The performer moves just behind the curtain. Her music—ore-recorded, meticulously selected—surges, note by note delivering her to her entrance. The curtain parts as she steps through, and the audience—men and women and everyone in between…
…they lose their damn minds.
These two happenings, putting clothes on and taking clothes off for the entertainment of an adoring, nearly-rabid crowd, have one thing in common: they both happened regularly at the Gay 90s.
Not unlike a drag queen, the Gay 90s has operated under several identities over its lifetime, beginning as Wrigley’s Restaurant in the 1930s, the Casablanca Victory Bar and Café in 1943, the Shanghai House in 1947, and, finally, in 1948, the Gay 90s Theater Café and Cocktail Lounge. That final(ish) name was meant to evoke the final decade of the 19th Century, gay’s current meaning looming a few decades in the future. In fact, the Gay 90s was the perfect opposite of gay-in-the-modern sense, offering vaudeville-flavored entertainment featuring the Gay 90s Girls who stripped to the jazzy rhythms provided by a live band. This name, this identity persisted through the next two decades. In the 1970s, perhaps foreshadowing its next iteration, the Gay 90s got groovy by featuring “transsexual” strippers, none of whom were named Frank and hailed from Transylvania.

SOURCE MATERIAL:

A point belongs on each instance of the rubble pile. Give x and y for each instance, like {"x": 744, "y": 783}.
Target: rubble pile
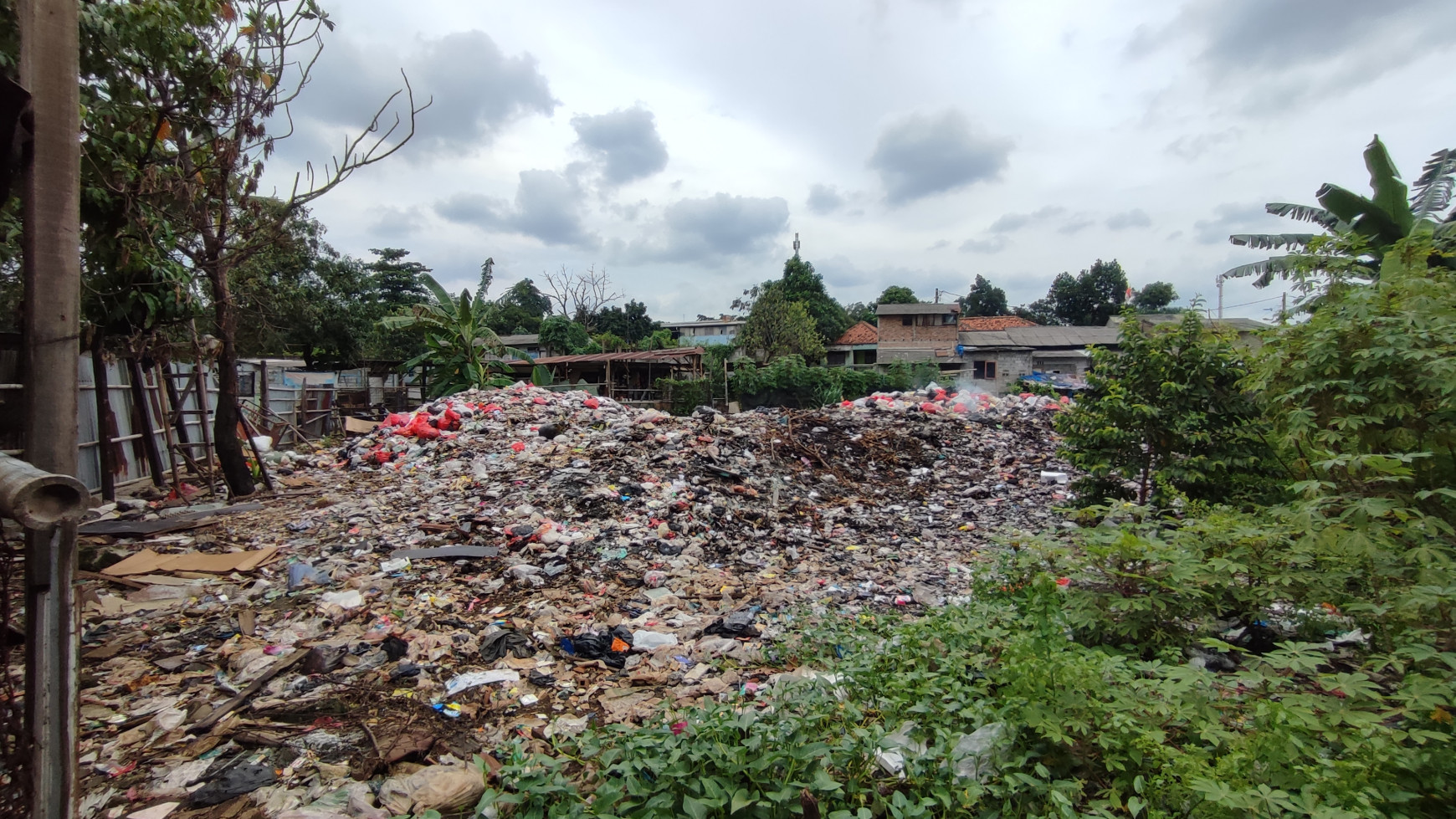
{"x": 520, "y": 563}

PROBLEM TO SOLVE: Please write out the whole text about the Gay 90s, word for word. This data comes from a different source than the text.

EXERCISE SOLUTION:
The performer moves just behind the curtain. Her music—ore-recorded, meticulously selected—surges, note by note delivering her to her entrance. The curtain parts as she steps through, and the audience—men and women and everyone in between…
…they lose their damn minds.
These two happenings, putting clothes on and taking clothes off for the entertainment of an adoring, nearly-rabid crowd, have one thing in common: they both happened regularly at the Gay 90s.
Not unlike a drag queen, the Gay 90s has operated under several identities over its lifetime, beginning as Wrigley’s Restaurant in the 1930s, the Casablanca Victory Bar and Café in 1943, the Shanghai House in 1947, and, finally, in 1948, the Gay 90s Theater Café and Cocktail Lounge. That final(ish) name was meant to evoke the final decade of the 19th Century, gay’s current meaning looming a few decades in the future. In fact, the Gay 90s was the perfect opposite of gay-in-the-modern sense, offering vaudeville-flavored entertainment featuring the Gay 90s Girls who stripped to the jazzy rhythms provided by a live band. This name, this identity persisted through the next two decades. In the 1970s, perhaps foreshadowing its next iteration, the Gay 90s got groovy by featuring “transsexual” strippers, none of whom were named Frank and hailed from Transylvania.